__REQUIREMENTS__
Quote all of the following entries verbatim, line for line, without altering any wording or punctuation.

* Begin RECORD LIST *

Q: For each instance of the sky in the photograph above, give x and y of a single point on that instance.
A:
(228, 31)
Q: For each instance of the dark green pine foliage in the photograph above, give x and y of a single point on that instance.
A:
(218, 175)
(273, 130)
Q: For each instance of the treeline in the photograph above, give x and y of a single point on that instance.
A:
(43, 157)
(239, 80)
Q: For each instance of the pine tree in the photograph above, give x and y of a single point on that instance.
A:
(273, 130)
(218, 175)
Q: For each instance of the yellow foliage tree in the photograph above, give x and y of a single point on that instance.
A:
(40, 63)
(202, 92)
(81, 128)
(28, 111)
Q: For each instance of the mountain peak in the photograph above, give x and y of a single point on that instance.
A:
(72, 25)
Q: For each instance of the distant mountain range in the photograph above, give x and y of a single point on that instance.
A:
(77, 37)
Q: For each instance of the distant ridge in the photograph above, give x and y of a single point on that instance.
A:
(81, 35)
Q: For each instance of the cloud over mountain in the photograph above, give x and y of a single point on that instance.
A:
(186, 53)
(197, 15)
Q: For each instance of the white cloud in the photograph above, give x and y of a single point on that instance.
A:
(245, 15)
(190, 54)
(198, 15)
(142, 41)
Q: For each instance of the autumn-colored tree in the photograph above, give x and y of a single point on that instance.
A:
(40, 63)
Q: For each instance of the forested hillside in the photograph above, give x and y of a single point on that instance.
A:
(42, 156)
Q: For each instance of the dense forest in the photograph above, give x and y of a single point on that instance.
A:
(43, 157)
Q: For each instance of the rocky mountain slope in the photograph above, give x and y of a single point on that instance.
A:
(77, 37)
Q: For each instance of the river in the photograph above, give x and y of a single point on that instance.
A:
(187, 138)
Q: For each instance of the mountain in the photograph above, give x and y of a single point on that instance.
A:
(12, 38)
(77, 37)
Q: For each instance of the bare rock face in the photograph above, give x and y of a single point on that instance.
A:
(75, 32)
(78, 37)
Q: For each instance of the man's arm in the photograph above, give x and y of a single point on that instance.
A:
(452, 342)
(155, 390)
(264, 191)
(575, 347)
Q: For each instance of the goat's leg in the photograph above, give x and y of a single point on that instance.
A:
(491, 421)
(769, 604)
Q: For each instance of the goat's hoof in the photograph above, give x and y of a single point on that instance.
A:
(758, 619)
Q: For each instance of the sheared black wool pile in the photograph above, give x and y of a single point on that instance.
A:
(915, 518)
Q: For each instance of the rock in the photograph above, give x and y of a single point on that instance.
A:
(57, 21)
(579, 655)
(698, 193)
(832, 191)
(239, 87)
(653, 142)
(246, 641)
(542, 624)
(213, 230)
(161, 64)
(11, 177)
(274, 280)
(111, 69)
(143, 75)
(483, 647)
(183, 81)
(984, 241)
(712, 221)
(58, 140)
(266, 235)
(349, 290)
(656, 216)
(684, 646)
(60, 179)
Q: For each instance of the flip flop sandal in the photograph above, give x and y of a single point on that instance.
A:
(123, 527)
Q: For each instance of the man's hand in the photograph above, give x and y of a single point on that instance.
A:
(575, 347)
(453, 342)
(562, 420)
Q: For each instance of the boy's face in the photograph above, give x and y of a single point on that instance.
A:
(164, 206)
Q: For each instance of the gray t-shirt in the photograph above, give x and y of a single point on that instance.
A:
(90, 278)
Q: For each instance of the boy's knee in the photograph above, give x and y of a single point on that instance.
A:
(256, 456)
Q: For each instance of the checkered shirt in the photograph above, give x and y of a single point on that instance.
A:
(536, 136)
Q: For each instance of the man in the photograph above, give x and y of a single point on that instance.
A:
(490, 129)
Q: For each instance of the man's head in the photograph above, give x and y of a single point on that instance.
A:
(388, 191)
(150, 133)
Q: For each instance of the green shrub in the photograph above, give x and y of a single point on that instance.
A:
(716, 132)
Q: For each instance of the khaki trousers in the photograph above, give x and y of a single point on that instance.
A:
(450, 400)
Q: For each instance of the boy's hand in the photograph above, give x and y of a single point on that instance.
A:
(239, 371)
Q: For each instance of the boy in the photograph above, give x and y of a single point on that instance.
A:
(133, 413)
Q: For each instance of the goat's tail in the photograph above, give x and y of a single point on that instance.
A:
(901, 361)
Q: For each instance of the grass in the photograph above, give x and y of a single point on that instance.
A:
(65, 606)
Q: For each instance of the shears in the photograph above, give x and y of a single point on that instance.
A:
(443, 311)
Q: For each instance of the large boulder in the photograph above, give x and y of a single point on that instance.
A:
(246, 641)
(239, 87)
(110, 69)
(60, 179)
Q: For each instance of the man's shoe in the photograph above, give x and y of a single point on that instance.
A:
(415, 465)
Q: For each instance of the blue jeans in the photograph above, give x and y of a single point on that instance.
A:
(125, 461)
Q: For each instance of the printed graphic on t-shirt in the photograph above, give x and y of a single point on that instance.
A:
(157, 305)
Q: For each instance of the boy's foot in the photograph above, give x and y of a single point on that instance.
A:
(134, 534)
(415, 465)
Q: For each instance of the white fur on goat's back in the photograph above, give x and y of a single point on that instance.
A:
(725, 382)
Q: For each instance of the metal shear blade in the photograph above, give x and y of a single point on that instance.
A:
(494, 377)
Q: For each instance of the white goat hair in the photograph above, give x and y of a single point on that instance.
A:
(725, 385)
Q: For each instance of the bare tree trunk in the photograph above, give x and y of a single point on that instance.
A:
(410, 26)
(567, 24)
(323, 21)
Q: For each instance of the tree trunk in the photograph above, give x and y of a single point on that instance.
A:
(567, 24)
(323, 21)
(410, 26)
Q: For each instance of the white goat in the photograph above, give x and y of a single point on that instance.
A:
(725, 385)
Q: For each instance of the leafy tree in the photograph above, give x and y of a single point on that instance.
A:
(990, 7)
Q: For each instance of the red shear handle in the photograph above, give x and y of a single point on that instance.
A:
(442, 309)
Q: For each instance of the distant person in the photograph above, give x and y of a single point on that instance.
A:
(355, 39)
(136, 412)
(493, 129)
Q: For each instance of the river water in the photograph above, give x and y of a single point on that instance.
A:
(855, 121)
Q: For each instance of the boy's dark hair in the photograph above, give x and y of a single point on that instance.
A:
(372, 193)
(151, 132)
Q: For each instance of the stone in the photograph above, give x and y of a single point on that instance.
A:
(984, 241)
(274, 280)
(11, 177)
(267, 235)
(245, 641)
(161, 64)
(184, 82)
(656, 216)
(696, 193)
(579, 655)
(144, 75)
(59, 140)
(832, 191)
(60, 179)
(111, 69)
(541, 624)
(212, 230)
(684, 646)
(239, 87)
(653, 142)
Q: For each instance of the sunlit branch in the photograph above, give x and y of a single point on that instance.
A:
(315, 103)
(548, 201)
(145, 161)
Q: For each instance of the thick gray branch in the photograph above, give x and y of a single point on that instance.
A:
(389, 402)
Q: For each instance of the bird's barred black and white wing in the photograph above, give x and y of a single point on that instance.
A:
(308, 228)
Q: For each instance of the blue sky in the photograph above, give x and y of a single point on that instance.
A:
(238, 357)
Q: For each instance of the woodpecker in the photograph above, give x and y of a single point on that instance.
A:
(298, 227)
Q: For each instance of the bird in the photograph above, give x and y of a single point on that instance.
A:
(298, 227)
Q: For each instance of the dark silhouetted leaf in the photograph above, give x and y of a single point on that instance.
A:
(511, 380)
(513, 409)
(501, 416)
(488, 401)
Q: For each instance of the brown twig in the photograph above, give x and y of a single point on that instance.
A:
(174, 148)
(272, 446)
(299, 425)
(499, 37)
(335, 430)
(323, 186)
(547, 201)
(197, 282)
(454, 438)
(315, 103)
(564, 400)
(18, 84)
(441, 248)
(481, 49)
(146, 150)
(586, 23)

* End RECORD LIST *

__WORKED SOLUTION__
Q: For each instance of the sky in the photograph above, give x and y of a single point on that instance.
A:
(228, 31)
Q: For each instance of the dark green pine foliage in the photograph above, give x and y of a single point on that instance.
A:
(218, 175)
(273, 130)
Q: For each instance of the treeline in the photograph above, give x and y of a single point on that instance.
A:
(43, 157)
(239, 80)
Q: For each instance of the pine tree in the photograph above, give x and y of a single point on that instance.
A:
(273, 130)
(218, 175)
Q: For each instance of the yellow foliage tree in the photograph above, give x and y of a single point on that instance.
A:
(40, 63)
(202, 92)
(81, 128)
(28, 111)
Q: For each instance of the mountain peak in the photograph above, give x and y of a single point on that instance.
A:
(72, 25)
Q: For each instance of the distant mountain range in the photograph above, give x and y of a single point on that instance.
A:
(77, 37)
Q: For each instance of the distant ridge in the photograph above, give x and y of a single point on that instance.
A:
(81, 35)
Q: For each instance of the cloud over mountain in the photograph above, give x and y of a single point on that instance.
A:
(186, 53)
(197, 15)
Q: For each instance of the white cloud in the photograph above, give x and y of a single point on that instance.
A:
(245, 15)
(190, 54)
(198, 15)
(142, 41)
Q: For each instance of the autumn-colored tree in the photograph above, give x and y of a single point on that instance.
A:
(40, 63)
Q: For each instance of the forested hillside in the photograph above, give x and y of a single point on that instance.
A:
(42, 156)
Q: For each instance of the dense forest in the photograph above, give x and y of a single point on that instance.
A:
(43, 157)
Q: For each instance of the rocky mountain slope in the photograph above, give x and y of a single point on that instance.
A:
(77, 37)
Q: For each instance of the river in the photograph above, give x and y of a single point on that instance.
A:
(187, 138)
Q: For each instance of the mountain in the photograph above, give x and y of a single point on that instance.
A:
(12, 38)
(77, 37)
Q: For each instance of the bare rock face in the photograph above, give x and y of a single point on that instance.
A:
(75, 32)
(78, 37)
Q: For each instance of the man's arm in the photograph above, give x and y of a single point on that instance.
A:
(452, 342)
(155, 390)
(264, 191)
(575, 347)
Q: For each instance of the goat's leg in the photograph above, give x and y of a single point on that instance.
A:
(491, 421)
(769, 604)
Q: For each instance of the goat's hoof in the photograph above, give x and y of a single point on that instance.
A:
(758, 619)
Q: For each instance of the sheared black wool pile in the photograph above, give x and y of a single point on that instance.
A:
(915, 518)
Q: For each instance of the rock in the photograph above, give x and y of a single point on that instance.
A:
(57, 21)
(579, 655)
(698, 193)
(832, 191)
(239, 87)
(653, 142)
(246, 641)
(542, 624)
(213, 230)
(161, 64)
(11, 177)
(274, 280)
(111, 69)
(143, 75)
(483, 647)
(183, 81)
(984, 241)
(712, 221)
(58, 140)
(266, 235)
(349, 290)
(656, 216)
(684, 646)
(60, 179)
Q: For each instance of the flip flop sandal in the photograph above, give x and y of a single point on that instance.
A:
(123, 527)
Q: For each instance of the man's hand in the photograph above, give x and y of a single point on that instance.
A:
(575, 347)
(453, 342)
(562, 420)
Q: For each instance of the boy's face in the photograph above, give x and y of a single point on that instance.
A:
(164, 206)
Q: For each instance of the gray t-shirt in the photograph above, give x and y of a single point on that instance.
A:
(90, 278)
Q: For each instance of the boy's knee in the photograph above, give x and y of a single point on that instance.
A:
(256, 456)
Q: For each instance of the checkered shirt in the photograph above, give x and y of a single point on that instance.
A:
(536, 136)
Q: For each instance of the man in the photograph above, give x and y of a single point on that instance.
A:
(490, 129)
Q: For each instance of the man's head in the photograph above, give x and y of a single point on that instance.
A:
(388, 191)
(150, 133)
Q: For each instance of the green shrub in the photograph above, give x and y of a single point on that instance.
A:
(716, 132)
Q: For each instance of the khaki trousers in the photograph above, give x and y of a single point on that instance.
A:
(450, 400)
Q: For each instance of the boy's hand in the photograph above, give x and y of a single point on that instance.
A:
(239, 371)
Q: For each instance of the boy in the photograph above, give x and y of a single point on that instance.
A:
(133, 413)
Q: For each instance of the goat's tail in the photograph above, give x and y of a single point on that instance.
A:
(901, 361)
Q: For each instance of the grass in the photograph above, give x and y of a single point on that instance.
A:
(65, 606)
Q: For each instance of the shears in the photograph above, give x and y of a single point on that instance.
A:
(443, 311)
Q: For each instance of the large boulder in the photograph above, give x and y of a single point on that instance.
A:
(246, 641)
(239, 87)
(110, 69)
(60, 179)
Q: For each instance of the man's shoe in the photograph above, give x and y of a single point on that instance.
A:
(415, 465)
Q: For each instance of the blue jeans in the photograph above, give x and y of a single point on that instance.
A:
(125, 461)
Q: For each instance of the printed graphic on t-shirt in the photograph above, give x and y of a single point on that instance.
A:
(157, 305)
Q: For each instance of the boy's foot in the photograph above, give x and y of a single point on that instance.
A:
(134, 534)
(415, 465)
Q: For each instance of the white fur on goat's back in the photograph above, give x and y of a single point on that instance.
A:
(725, 382)
Q: For each instance of the metal shear blade in the photograph above, give x and y of a single point on that instance.
A:
(494, 377)
Q: For each instance of the white goat hair in the photograph above, give x and y of a single point on that instance.
A:
(725, 385)
Q: For each instance of the bare tree trunk in the photograph above, give x and y of a single point on that instance.
A:
(410, 26)
(567, 24)
(323, 21)
Q: For each instance of the tree trunk in the photograph above, give x and y of a single point on that instance.
A:
(567, 24)
(323, 21)
(410, 26)
Q: For each instance of the white goat in the photograph above, give x and y of a single point on that instance.
A:
(725, 385)
Q: For each instance of the leafy tree in the photograph above, give x and y of a single point on that instance.
A:
(990, 7)
Q: For each instance of the red shear handle in the photograph above, give x and y of a single point on that instance.
A:
(442, 309)
Q: For each instance of the distant person in the photograph above, give x and y of a single point on that instance.
A:
(355, 39)
(136, 412)
(493, 129)
Q: For each instance of the river water in the photograph above, give x and y of a single point on that instance.
A:
(855, 121)
Q: For each instance of the boy's dark hair in the photograph above, give x and y of a single point on that instance.
A:
(372, 193)
(151, 132)
Q: For each instance of the stone in the photograph above, give x and y of a single point on that instance.
A:
(984, 241)
(274, 280)
(11, 177)
(267, 235)
(245, 641)
(161, 64)
(184, 82)
(656, 216)
(696, 193)
(579, 655)
(144, 75)
(59, 140)
(832, 191)
(60, 179)
(111, 69)
(541, 624)
(212, 230)
(684, 646)
(239, 87)
(653, 142)
Q: For each instance of the sunlit branch in the photograph above, give x and y of a single point on that instance.
A:
(315, 103)
(548, 201)
(145, 161)
Q: For each instance of the thick gray branch in the photograph above, give x and y of a single point on that instance.
A:
(389, 402)
Q: For each instance of the bird's barred black and white wing in the photograph above, give x and y of a single point on that instance.
A:
(308, 228)
Q: For each instance of the blue sky in the photograph above, give x and y of a single point on that instance.
A:
(238, 357)
Q: For each instance of the woodpecker in the photograph above, give x and y of a single point on that instance.
A:
(298, 227)
Q: For each instance of the bird in the photograph above, give x and y of a single point on that instance.
A:
(298, 227)
Q: For each instance of the dark silhouetted leaf in the photograph above, give x and y of a single point on that instance.
A:
(511, 380)
(513, 409)
(501, 416)
(488, 401)
Q: For each instance of the brown twig in the photograph above, give x and y of a single point on that instance.
A:
(174, 148)
(272, 446)
(299, 425)
(499, 37)
(335, 430)
(323, 186)
(547, 201)
(197, 282)
(454, 438)
(315, 103)
(564, 400)
(18, 84)
(441, 248)
(481, 49)
(146, 150)
(586, 23)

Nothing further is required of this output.